## [Objetivo a]
Calcule cuántas líneas de las entradas contienen la cadena "Output", teniendo en cuenta la distinción entre mayúsculas y minúsculas, e indique únicamente esa cifra.

## [Texto mostrado]
====================
Durante siglos, la historia ha repetido un nombre con ligereza y crueldad: Juana la Loca. Dos palabras añadidas a un nombre que han bastado para convertir a una reina legítima en una caricatura. Para enterrar a una mujer viva bajo el peso del desprecio y la mentira. Pero su verdadero nombre era Juana I de Castilla y ella fue la primera reina de España. La única soberana legítima de las dos coronas. La que unió en su sangre el destino de Castilla y Aragón. La que amó por encima de lo humano, gobernó demasiado poco y sufrió más de lo que nadie debería soportar.
La reina que nunca pudo reinar
Juana nació en 1479, hija de los Reyes Católicos. Desde niña fue educada con una disciplina exquisita, propia de quien estaba destinada a grandes responsabilidades. Aprendió latín, francés y flamenco. Leía con pasión, tocaba música y tenía una fe serena e inteligente. Pero en las cortes europeas del siglo XV, la inteligencia femenina era un peligro. Y el destino de las hijas reales se decidía en el tablero de los matrimonios dinásticos.
Así, Juana fue enviada a Flandes para casarse con Felipe el Hermoso, hijo del emperador Maximiliano de Austria. Aquella boda, pensada para consolidar el poder de los Reyes Católicos en Europa, acabaría por destruirla. Felipe, apuesto y vanidoso, nunca la amó. La deseó, sí, y quizá la temió, pero no la respetó. Juana, en cambio, lo amó con una intensidad que escandalizaba a su tiempo. Un amor que no supo esconder ni fingir. Y ese amor, puro y desesperado, se convirtió en el arma que sus enemigos usarían para destruirla. Para convertirla en Juana la Loca.
La traición de su padre y el golpe de los Austrias
Cuando murió su hermano Juan y después su madre, Juana pasó a ser heredera del trono de Castilla. Pero su marido ambicionaba el poder y su padre, Fernando el Católico, temía perder la influencia sobre el reino. Entonces comenzó la conjura. Felipe maniobró con los notables castellanos —nobles que se decían leales, pero vendieron su alma a cambio de favores— y Fernando pactó con el enemigo, aceptando la llegada de un Austria al trono de España con tal de mantener su control en Aragón.

Juana fue víctima de ambos. El padre que debía protegerla y el esposo que debía amarla se aliaron, directa o indirectamente, para apartarla del poder. La tildaron de inestable, la despojaron de su legitimidad y la usaron como moneda de cambio en un juego que solo buscaba perpetuar el dominio masculino.
====================
## [Extracto de datos]

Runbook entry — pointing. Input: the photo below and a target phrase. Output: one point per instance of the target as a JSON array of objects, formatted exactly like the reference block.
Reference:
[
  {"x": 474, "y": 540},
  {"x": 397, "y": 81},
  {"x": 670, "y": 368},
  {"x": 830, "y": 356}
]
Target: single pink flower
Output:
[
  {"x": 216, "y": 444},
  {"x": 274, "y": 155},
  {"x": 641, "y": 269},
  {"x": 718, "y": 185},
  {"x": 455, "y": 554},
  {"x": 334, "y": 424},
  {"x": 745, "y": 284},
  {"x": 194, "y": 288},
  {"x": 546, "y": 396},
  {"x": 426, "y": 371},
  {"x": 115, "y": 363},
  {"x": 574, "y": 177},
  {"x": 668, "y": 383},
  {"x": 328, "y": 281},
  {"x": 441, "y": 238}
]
====================
## [Objetivo b]
Según el texto sobre Juana I de Castilla, ¿con quién fue enviada Juana a casarse en Flandes?

## [Respuesta escrita a]
2

## [Respuesta escrita b]
Con Felipe el Hermoso, hijo del emperador Maximiliano de Austria.